Nothing in the records below may change; print them all exactly.

___ Data excerpts

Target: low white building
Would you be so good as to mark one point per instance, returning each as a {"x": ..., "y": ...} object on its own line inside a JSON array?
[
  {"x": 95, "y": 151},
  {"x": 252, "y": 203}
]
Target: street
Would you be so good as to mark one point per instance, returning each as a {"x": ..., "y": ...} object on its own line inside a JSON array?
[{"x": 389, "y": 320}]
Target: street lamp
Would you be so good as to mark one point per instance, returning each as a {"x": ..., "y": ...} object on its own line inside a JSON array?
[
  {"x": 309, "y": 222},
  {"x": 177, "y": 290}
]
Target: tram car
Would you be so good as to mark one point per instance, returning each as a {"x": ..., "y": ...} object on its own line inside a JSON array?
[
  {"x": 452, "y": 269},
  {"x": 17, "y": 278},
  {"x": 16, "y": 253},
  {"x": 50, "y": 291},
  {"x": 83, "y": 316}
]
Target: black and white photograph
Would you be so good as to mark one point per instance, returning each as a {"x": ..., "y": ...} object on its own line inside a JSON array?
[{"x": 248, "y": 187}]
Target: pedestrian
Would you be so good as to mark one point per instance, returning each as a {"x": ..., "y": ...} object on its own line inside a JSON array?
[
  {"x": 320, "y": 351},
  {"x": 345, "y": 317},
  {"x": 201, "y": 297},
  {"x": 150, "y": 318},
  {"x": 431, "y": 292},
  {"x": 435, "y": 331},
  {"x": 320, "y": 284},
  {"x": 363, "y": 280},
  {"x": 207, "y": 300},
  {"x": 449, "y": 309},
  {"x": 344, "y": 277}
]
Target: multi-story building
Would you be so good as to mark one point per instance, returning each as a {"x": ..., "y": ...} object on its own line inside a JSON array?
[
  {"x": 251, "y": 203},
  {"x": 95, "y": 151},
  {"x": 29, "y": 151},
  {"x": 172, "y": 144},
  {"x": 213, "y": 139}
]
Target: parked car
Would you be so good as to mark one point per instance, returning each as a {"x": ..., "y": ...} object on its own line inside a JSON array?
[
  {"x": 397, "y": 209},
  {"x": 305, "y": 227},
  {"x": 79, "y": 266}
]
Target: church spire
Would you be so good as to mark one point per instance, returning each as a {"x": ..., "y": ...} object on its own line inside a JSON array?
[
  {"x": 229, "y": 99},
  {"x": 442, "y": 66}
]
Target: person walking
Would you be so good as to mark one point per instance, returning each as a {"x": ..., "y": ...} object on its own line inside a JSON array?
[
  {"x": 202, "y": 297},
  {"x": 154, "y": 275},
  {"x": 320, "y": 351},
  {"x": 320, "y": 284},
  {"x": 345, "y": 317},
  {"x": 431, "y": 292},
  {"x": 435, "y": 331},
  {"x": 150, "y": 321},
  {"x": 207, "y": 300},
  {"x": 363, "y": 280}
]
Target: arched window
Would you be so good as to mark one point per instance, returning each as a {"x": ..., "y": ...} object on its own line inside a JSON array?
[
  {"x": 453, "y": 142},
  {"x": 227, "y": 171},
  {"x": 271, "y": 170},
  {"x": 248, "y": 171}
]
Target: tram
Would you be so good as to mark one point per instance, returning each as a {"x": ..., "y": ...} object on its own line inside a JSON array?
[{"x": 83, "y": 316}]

______

**Result for this exercise:**
Target: low white building
Would you be so good as to mark one point per instance, returning each as a {"x": ..., "y": ...} object on its own line inside a JSON array?
[
  {"x": 95, "y": 151},
  {"x": 252, "y": 203}
]
Target: street
Would you be so good as to mark one point per instance, returning each as a {"x": ..., "y": ...} object on its own line inside a JSON array?
[{"x": 389, "y": 320}]
Target: street lamp
Would you be so good as to mark one point per instance, returning each as a {"x": ..., "y": ...} object on its own line inside a JSON array?
[
  {"x": 309, "y": 222},
  {"x": 177, "y": 290}
]
Target: tram car
Would you be so good as to mark one point per instance, returning each as a {"x": ..., "y": ...} object on its own line inside a JSON array?
[
  {"x": 452, "y": 269},
  {"x": 17, "y": 278},
  {"x": 16, "y": 253},
  {"x": 50, "y": 291},
  {"x": 83, "y": 316}
]
Target: black and white photograph
Would you be so good as to mark one point per instance, returning each as a {"x": ..., "y": ...} object on its own line inside a JSON array?
[{"x": 248, "y": 187}]
Target: pedestrian
Would you be so good as to mark one point per instance, returning each as a {"x": ..., "y": ...} object on its own line inside a JSON array?
[
  {"x": 320, "y": 351},
  {"x": 345, "y": 317},
  {"x": 201, "y": 297},
  {"x": 150, "y": 318},
  {"x": 431, "y": 292},
  {"x": 435, "y": 331},
  {"x": 320, "y": 284},
  {"x": 363, "y": 280},
  {"x": 207, "y": 300},
  {"x": 449, "y": 309},
  {"x": 344, "y": 277}
]
Target: multi-story building
Would you be so good as to mark one point per instance, returning each as a {"x": ..., "y": ...} object on its own line inside a JSON array?
[
  {"x": 251, "y": 203},
  {"x": 95, "y": 151},
  {"x": 29, "y": 151},
  {"x": 172, "y": 144},
  {"x": 213, "y": 139}
]
Target: parked car
Would you be so good as to mark one point per instance, returning each as a {"x": ..., "y": ...} object on its own line inside a JSON array?
[
  {"x": 397, "y": 209},
  {"x": 305, "y": 227},
  {"x": 79, "y": 266}
]
Target: church spire
Would you be so good as to mark one point per instance, returning each as a {"x": ..., "y": ...} object on its own line inside a JSON array?
[
  {"x": 229, "y": 99},
  {"x": 442, "y": 66}
]
Target: person walking
Would you be so good as to mark one point per instance, returning each as a {"x": ..., "y": ...} object on its own line inside a JSON array?
[
  {"x": 202, "y": 297},
  {"x": 154, "y": 275},
  {"x": 320, "y": 351},
  {"x": 320, "y": 284},
  {"x": 345, "y": 317},
  {"x": 431, "y": 292},
  {"x": 435, "y": 331},
  {"x": 150, "y": 321},
  {"x": 207, "y": 300},
  {"x": 363, "y": 280}
]
Target: arched window
Would you be so good as to mark one point per instance, returning each as a {"x": ..., "y": ...} object on its own line inside a JSON array?
[
  {"x": 453, "y": 142},
  {"x": 227, "y": 171},
  {"x": 271, "y": 170},
  {"x": 248, "y": 171}
]
Target: tram
Would you be so good as to mark one point per instance, returning each as a {"x": ..., "y": ...} object on its own line inside a JSON array?
[{"x": 83, "y": 316}]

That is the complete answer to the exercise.